start

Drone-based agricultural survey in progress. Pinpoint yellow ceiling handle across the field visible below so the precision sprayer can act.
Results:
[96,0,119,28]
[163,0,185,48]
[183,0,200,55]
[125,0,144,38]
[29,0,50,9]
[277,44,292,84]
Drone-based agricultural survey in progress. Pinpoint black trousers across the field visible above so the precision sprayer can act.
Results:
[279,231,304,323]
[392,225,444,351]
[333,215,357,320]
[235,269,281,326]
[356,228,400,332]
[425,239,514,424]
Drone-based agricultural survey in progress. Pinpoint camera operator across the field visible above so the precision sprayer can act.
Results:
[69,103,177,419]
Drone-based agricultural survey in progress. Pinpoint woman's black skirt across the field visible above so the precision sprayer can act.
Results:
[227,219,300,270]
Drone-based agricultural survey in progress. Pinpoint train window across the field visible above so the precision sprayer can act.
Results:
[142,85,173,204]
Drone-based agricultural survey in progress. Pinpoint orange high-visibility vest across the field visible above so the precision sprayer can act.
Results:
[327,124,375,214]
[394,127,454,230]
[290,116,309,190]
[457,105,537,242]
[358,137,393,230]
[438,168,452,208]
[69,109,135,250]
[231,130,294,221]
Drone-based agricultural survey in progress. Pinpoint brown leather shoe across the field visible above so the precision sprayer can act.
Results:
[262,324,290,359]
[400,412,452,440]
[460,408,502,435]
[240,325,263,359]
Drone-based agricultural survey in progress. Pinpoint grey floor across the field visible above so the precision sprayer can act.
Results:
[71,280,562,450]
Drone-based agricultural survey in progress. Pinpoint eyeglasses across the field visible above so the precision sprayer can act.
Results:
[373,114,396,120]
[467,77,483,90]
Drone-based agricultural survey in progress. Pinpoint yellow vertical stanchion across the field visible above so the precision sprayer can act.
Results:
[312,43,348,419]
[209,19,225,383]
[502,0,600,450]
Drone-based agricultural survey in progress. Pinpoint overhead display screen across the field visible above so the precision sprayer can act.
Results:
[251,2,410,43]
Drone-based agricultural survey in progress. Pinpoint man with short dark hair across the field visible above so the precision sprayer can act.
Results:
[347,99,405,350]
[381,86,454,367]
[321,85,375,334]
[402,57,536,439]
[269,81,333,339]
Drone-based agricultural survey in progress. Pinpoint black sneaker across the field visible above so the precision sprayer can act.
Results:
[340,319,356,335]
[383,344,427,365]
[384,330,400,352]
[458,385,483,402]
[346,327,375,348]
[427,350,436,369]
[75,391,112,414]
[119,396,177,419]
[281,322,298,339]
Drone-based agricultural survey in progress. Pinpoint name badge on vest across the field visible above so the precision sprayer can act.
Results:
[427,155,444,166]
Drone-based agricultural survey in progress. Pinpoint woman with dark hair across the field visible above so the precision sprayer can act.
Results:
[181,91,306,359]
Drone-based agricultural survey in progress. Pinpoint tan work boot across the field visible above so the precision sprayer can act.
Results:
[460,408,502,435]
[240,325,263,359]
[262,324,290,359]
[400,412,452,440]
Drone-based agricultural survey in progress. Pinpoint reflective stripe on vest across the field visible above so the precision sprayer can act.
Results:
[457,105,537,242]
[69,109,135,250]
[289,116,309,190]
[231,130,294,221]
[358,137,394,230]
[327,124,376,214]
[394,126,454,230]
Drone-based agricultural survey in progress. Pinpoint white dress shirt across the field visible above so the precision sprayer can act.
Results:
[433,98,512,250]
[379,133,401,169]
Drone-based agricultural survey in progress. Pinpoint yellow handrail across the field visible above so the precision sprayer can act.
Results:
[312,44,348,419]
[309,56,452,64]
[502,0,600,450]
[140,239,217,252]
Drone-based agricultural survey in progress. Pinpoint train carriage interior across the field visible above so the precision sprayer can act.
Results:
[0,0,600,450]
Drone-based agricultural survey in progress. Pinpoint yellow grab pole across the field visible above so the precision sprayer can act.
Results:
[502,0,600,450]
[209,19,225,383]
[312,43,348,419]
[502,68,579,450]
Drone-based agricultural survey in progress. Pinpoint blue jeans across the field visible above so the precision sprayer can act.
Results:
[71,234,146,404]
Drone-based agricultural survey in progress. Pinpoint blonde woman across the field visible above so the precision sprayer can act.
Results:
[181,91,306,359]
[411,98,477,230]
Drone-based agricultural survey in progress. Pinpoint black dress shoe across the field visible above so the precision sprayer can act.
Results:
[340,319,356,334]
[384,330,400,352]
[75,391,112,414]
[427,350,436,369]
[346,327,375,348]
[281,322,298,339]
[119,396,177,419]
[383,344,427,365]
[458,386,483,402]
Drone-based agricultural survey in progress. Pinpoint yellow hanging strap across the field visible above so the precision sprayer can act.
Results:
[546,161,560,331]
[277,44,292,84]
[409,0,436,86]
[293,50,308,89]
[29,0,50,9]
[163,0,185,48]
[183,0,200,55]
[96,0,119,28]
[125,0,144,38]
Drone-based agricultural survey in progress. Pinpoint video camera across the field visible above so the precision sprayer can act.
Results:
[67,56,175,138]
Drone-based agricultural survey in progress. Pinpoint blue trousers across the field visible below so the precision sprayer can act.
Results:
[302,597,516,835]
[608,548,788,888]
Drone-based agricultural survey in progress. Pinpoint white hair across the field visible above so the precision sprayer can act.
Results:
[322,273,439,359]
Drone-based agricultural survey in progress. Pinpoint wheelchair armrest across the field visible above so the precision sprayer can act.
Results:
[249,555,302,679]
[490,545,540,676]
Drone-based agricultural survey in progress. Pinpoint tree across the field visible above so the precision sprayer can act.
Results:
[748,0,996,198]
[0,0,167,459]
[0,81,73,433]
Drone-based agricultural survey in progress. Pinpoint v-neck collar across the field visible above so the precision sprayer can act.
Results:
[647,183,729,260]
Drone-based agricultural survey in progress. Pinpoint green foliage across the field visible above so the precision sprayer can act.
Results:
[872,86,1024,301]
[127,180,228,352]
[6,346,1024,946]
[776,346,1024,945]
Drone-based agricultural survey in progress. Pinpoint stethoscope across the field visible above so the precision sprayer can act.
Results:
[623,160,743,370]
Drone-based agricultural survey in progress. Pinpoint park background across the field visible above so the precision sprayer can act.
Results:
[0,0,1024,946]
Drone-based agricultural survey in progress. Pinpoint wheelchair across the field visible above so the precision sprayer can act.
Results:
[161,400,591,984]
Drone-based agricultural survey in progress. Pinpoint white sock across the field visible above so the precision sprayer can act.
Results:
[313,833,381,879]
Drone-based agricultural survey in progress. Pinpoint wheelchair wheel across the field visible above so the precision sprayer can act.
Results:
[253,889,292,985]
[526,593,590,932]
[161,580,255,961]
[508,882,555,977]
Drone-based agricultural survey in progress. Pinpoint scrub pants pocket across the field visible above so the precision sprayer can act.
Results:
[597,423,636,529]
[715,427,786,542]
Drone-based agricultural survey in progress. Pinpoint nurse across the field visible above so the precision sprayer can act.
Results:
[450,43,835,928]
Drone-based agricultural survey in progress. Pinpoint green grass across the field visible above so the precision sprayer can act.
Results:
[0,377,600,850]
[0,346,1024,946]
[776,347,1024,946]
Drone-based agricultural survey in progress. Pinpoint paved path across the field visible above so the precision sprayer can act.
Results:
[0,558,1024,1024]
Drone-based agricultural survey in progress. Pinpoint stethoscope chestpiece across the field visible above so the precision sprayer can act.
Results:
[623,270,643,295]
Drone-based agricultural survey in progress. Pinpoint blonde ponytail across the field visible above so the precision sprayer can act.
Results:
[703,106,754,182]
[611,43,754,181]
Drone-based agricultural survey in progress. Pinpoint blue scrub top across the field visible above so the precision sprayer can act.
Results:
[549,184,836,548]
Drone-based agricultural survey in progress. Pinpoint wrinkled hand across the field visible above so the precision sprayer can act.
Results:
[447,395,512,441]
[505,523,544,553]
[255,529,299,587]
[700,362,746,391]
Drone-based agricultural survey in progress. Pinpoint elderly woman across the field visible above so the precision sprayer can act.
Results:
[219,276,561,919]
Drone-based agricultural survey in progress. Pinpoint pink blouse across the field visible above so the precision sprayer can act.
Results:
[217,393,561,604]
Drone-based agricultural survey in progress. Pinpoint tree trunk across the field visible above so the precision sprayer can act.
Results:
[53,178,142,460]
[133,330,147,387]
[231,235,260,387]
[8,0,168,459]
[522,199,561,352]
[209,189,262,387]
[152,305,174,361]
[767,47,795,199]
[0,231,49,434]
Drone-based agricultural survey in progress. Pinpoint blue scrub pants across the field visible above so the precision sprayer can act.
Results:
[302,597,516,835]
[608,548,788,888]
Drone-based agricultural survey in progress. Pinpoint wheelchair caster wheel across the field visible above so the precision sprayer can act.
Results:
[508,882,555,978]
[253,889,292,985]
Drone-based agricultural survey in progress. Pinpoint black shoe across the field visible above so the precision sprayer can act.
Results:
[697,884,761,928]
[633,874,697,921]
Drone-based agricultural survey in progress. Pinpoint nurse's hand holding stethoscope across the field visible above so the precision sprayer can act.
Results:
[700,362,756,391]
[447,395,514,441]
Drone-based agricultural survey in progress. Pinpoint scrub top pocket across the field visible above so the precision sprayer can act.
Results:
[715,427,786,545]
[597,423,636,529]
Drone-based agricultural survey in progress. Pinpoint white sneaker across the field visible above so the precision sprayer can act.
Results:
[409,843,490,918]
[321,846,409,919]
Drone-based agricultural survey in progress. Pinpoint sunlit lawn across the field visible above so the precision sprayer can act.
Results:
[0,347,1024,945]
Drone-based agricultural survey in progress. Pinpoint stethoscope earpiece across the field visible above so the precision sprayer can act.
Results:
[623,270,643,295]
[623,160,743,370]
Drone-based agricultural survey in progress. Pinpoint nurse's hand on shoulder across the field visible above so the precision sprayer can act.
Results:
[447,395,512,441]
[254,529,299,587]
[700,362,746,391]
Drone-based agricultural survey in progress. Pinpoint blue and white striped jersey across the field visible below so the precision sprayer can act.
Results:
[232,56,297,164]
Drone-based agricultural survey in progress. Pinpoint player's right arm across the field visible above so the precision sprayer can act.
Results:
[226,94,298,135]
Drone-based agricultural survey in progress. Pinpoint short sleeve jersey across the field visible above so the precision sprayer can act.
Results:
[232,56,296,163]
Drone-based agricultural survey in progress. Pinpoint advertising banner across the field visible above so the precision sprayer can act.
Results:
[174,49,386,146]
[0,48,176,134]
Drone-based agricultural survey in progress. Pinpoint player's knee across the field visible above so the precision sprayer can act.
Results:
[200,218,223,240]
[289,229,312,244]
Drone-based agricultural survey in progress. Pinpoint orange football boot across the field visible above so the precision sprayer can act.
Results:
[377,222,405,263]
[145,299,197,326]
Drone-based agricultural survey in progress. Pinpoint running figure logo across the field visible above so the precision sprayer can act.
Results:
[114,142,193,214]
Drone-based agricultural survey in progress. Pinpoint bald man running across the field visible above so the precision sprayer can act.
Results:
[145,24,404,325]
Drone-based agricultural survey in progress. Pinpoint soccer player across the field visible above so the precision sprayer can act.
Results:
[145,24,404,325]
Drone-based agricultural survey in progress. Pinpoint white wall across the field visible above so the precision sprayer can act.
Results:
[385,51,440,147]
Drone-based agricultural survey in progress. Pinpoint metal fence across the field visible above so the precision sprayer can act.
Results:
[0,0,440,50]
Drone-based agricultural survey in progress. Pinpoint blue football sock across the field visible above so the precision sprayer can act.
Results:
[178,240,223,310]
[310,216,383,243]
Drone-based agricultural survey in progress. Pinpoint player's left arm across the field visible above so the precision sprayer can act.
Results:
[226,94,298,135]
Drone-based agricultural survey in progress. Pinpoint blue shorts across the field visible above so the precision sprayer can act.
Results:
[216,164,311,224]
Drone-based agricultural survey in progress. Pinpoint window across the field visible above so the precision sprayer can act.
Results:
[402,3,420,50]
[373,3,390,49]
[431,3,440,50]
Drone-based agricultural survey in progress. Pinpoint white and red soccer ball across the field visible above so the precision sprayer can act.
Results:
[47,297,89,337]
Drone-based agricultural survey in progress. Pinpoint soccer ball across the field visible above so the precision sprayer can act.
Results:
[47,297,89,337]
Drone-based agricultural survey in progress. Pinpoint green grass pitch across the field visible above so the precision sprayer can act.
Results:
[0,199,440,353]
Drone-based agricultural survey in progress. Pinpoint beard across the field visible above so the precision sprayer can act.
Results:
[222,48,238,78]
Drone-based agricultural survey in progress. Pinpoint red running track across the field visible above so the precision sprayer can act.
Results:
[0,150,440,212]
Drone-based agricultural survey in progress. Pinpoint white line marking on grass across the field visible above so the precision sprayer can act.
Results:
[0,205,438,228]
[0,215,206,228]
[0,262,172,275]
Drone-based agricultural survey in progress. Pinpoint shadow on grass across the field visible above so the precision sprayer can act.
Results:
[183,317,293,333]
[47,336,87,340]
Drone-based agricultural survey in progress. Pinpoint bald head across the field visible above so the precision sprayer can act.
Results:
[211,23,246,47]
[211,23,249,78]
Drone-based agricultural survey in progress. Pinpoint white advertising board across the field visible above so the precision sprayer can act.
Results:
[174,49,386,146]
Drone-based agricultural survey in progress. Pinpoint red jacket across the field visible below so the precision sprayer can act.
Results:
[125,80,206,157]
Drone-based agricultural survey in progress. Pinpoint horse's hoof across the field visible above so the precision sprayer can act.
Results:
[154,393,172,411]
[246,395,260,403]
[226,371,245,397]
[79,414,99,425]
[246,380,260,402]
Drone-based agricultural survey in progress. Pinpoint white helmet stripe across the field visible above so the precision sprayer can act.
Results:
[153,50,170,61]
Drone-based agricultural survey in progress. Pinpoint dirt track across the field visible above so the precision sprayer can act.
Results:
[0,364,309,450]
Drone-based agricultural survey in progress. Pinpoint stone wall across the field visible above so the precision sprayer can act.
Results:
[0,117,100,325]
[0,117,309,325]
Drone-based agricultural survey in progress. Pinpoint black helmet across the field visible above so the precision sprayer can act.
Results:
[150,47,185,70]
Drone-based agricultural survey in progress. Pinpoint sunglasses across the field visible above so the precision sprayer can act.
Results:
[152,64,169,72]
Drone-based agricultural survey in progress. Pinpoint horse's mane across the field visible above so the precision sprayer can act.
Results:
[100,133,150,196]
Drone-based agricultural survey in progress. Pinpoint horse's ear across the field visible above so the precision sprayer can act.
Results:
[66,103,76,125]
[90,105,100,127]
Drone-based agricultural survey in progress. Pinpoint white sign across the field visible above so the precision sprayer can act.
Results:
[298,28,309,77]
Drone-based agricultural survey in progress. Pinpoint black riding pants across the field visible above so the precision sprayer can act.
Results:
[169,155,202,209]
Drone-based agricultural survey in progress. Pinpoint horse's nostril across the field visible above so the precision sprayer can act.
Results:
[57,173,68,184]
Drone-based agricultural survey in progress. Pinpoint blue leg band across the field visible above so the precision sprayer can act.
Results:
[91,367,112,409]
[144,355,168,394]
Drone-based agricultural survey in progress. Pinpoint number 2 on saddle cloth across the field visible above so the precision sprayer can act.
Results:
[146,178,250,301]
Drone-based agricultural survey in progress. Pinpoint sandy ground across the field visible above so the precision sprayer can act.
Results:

end

» **DIRECTIONS**:
Please rewrite the items from the line with "Pinpoint black trousers" to the line with "[69,103,177,419]", replacing "precision sprayer" with "spot sprayer" and leaving everything else unchanged.

» **EXERCISE RESPONSE**:
Drone-based agricultural survey in progress. Pinpoint black trousers across the field visible above so the spot sprayer can act.
Results:
[279,231,304,323]
[392,225,444,351]
[333,215,357,320]
[235,269,281,326]
[356,228,400,332]
[425,239,514,424]
Drone-based agricultural survey in progress. Pinpoint camera operator across the field visible above so the spot sprayer can act.
Results:
[69,103,177,419]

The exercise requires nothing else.